Stored data entries:
────────────────────────────────────────

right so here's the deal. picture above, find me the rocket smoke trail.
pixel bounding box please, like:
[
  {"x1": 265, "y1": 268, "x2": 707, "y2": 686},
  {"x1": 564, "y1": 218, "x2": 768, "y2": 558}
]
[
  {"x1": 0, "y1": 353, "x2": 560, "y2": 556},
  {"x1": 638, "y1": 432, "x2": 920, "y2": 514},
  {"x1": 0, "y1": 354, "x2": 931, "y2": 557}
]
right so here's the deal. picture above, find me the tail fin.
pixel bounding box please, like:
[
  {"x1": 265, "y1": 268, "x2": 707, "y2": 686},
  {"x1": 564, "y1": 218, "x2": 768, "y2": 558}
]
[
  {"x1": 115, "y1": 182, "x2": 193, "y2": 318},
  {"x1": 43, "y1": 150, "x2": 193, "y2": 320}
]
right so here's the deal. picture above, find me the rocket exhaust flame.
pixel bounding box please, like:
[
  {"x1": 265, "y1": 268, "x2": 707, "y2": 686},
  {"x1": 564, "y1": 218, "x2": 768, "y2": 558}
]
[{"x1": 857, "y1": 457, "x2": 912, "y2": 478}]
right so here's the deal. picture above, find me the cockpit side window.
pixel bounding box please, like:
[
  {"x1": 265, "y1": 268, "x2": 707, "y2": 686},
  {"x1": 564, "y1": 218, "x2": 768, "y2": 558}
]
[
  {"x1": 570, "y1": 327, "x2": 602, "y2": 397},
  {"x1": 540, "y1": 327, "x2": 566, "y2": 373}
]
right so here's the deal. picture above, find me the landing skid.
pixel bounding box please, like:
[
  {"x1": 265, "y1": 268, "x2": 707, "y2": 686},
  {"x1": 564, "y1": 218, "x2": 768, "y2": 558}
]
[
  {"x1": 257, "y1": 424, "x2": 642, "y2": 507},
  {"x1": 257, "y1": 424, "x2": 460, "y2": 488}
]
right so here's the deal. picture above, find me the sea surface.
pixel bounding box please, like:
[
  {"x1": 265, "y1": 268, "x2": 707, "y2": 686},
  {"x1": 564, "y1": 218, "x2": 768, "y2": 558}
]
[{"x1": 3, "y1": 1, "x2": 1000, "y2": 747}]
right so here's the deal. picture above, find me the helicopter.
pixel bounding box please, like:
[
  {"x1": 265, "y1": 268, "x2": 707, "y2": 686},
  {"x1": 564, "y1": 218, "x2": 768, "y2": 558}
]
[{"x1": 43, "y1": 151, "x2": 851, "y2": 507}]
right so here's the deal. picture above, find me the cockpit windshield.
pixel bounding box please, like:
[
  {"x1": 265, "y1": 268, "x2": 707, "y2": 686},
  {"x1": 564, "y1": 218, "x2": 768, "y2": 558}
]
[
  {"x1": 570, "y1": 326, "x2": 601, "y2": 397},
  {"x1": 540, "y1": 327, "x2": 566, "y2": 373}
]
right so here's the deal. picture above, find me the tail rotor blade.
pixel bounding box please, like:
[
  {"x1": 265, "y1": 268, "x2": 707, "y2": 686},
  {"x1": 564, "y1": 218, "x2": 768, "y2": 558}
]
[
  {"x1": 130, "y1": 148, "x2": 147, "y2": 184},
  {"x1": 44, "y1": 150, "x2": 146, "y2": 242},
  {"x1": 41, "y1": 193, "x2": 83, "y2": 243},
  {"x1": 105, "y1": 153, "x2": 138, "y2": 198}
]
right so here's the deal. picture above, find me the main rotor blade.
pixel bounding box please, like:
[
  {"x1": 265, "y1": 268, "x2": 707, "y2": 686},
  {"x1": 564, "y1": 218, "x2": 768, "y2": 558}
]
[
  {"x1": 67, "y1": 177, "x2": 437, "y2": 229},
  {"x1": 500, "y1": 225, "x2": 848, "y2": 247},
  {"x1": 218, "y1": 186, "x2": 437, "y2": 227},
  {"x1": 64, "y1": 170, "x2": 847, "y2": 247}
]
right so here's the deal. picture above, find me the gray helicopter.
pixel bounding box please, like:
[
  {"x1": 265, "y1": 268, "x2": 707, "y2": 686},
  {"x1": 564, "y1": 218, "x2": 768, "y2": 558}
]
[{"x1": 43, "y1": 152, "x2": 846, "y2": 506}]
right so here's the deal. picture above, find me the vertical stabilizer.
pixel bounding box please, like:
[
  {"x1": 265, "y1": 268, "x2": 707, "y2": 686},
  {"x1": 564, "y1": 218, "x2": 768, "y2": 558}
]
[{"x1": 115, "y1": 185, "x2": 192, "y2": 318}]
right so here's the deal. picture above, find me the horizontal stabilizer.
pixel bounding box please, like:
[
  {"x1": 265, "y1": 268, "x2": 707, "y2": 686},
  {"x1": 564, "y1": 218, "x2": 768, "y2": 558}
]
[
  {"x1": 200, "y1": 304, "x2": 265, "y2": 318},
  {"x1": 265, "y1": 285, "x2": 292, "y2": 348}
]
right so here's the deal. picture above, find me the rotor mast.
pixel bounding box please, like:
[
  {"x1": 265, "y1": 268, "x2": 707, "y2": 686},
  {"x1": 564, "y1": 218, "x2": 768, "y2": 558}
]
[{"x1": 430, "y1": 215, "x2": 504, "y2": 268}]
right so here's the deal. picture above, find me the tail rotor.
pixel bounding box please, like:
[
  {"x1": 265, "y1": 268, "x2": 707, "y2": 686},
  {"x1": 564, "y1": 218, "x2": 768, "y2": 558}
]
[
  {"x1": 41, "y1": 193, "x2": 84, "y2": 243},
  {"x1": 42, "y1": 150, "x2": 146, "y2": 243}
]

────────────────────────────────────────

_To do_. The lines to show are those in the data above that include "stabilizer".

_Result of this task_.
right so here's the deal. picture above, find me the vertical stabilizer.
right so here's the deal. picture above, find me the horizontal stabilizer.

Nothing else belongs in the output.